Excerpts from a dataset

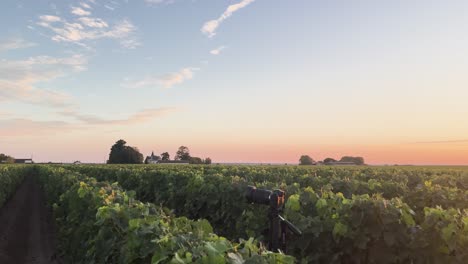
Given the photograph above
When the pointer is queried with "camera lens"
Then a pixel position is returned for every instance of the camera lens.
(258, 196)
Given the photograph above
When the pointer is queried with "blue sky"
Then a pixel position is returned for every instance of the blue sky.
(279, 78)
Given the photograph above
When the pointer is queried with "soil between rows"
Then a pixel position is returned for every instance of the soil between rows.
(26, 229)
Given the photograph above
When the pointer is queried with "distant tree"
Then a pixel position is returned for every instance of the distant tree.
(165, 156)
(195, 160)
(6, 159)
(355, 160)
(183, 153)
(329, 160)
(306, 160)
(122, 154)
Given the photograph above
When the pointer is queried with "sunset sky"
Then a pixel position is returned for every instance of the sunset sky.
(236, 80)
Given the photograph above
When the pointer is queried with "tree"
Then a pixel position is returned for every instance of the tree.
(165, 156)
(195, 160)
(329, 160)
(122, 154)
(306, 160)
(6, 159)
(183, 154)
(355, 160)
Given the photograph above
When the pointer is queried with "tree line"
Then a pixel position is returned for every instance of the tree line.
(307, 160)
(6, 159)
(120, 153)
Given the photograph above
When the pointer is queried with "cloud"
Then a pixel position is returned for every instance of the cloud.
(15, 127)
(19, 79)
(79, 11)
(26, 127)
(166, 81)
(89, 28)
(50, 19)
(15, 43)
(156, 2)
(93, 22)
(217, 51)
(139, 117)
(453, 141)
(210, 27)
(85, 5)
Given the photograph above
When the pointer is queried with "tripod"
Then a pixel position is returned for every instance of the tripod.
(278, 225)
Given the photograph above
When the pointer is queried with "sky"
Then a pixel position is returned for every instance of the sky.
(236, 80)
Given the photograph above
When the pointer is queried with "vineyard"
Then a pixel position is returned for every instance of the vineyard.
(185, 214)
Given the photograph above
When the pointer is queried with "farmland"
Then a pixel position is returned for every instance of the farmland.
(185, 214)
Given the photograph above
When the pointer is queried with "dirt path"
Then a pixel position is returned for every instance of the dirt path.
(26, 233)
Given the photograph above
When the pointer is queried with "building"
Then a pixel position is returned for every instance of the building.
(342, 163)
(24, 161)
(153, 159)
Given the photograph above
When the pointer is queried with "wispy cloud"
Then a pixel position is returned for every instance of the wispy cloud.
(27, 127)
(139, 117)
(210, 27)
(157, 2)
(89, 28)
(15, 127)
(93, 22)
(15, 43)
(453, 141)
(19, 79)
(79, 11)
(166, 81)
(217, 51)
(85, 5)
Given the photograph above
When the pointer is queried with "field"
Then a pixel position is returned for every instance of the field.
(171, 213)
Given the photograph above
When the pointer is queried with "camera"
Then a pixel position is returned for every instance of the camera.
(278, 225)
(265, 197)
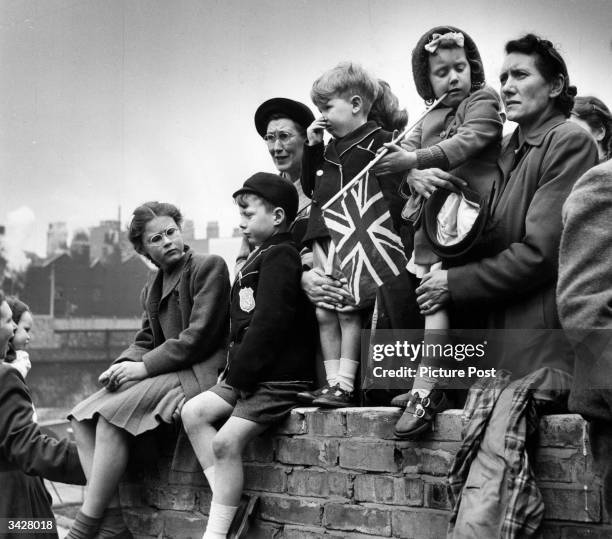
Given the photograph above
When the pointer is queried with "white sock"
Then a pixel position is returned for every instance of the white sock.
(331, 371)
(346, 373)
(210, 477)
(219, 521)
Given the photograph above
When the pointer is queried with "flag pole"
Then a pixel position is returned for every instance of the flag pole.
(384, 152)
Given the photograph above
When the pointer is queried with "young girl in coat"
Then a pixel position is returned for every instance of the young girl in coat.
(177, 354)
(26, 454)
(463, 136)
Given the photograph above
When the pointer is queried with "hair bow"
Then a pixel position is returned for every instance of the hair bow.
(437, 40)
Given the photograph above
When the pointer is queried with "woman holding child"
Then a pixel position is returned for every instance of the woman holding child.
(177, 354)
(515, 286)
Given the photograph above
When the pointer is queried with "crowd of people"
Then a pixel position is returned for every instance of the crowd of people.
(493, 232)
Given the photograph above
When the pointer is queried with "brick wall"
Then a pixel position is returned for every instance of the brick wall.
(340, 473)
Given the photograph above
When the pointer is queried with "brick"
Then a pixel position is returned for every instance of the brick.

### Exercise goal
Write down all the entries exactly, but not the pictures they hold.

### Response to the task
Given the photograph above
When the pointer is queried with "camera lens"
Then a pixel position is returned for every instance of the camera lens.
(258, 196)
Given the photograph above
When the pointer is queried with "blue sky"
Then a pixel position is returned for every instance of the blue sky.
(279, 78)
Given the photograph above
When the pointer is queried with "soil between rows"
Then a pixel position is returned for every instance of the soil between rows.
(26, 229)
Given the photograph above
When the pointer is queried with "distant tree"
Then a pixel position is returned for every instance of the distant tree.
(165, 156)
(195, 160)
(6, 159)
(355, 160)
(183, 153)
(329, 160)
(306, 160)
(122, 154)
Given the photograph above
When the pointer is queried with "sunset sky"
Then a pixel position is returned for every instance of the sunset sky.
(236, 80)
Given the photograph above
When the pointer is queried with "tree"
Then a pixel position is returned for every instance of the tree.
(165, 156)
(195, 160)
(329, 160)
(122, 154)
(306, 160)
(6, 159)
(183, 154)
(355, 160)
Given the photograph above
When the pointer is queried with "tree line"
Then a pixel position is returned for every instance of the tree line.
(307, 160)
(6, 159)
(120, 153)
Given the photograph above
When the pointer is queried with "cloud"
Then a pixel position is returned for every instance of the cloud.
(15, 127)
(19, 79)
(79, 11)
(26, 127)
(166, 81)
(89, 28)
(50, 19)
(15, 43)
(156, 2)
(93, 22)
(217, 51)
(139, 117)
(453, 141)
(210, 27)
(85, 5)
Given the photograph above
When the pointer is queried with "tripod"
Then a pixel position is returned for every instance of the tripod.
(278, 225)
Given the photograph above
When the pointer is queried with "sky"
Then a pixel position is returned for every instance of the sky.
(236, 80)
Given the photograph above
When the pointer is queried with "vineyard"
Then a pixel position is returned for every instance of the vineyard.
(185, 214)
Given the photograph above
When the pointer is queried with "farmland"
Then a pixel position is returned for every instance of the farmland.
(185, 214)
Given the photograph above
When the pointer is queried with "dirt path"
Then a pixel position is returned for every instance of the dirt path.
(26, 233)
Given the photograph above
When the pointer is queried with "building"
Then a pixel position is returned for every instance of the building.
(342, 163)
(24, 161)
(153, 159)
Given the photograph above
When the pointer is queried with "wispy cloud"
Then a pixel position is returned for every instance of the wispy cloud.
(27, 127)
(139, 117)
(210, 27)
(157, 2)
(89, 28)
(15, 127)
(93, 22)
(15, 43)
(453, 141)
(19, 79)
(79, 11)
(166, 81)
(217, 51)
(85, 5)
Given the photograph above
When the pointer is queried with "field"
Then a pixel position is returned for every instance of the field.
(171, 213)
Given the photograph above
When the pointer is queried with "camera"
Then a pixel position is returned for every instance of the camera.
(278, 225)
(265, 197)
Given the photograph above
When the pointer is queried with "white sock"
Then a pixel position is returned for every instance of the white sock.
(331, 371)
(346, 373)
(210, 477)
(219, 521)
Given the photograph above
When the pointer is queried with "flag pole"
Then a pixel position is returned for every instance of the flag pole.
(384, 152)
Given the photograph above
When the pointer is queried with "young girl in coat"
Then a pixel position is returned for every instance of the young girl in coat.
(177, 354)
(26, 454)
(463, 136)
Given the photograph above
When the pointer is queried with "hair bow"
Then a pixel position is returned for every instance of the hair bow.
(437, 40)
Given the photograph above
When the pointer is queried with "woman holding child"
Then a pixel position is returned for every instance of the woman holding child.
(177, 354)
(515, 286)
Given the photograph above
When the pointer is queried with "crowd of people"
Then a pixel position is returned for every instance of the crowd of people.
(493, 232)
Given the photograph above
When the pointer is queried with "brick wall"
Then a pixel position is returned for every instance of the brick wall.
(340, 473)
Given the photograph above
When the pointer is queried with "brick"
Then a pixel position is returned for every instance of the brick.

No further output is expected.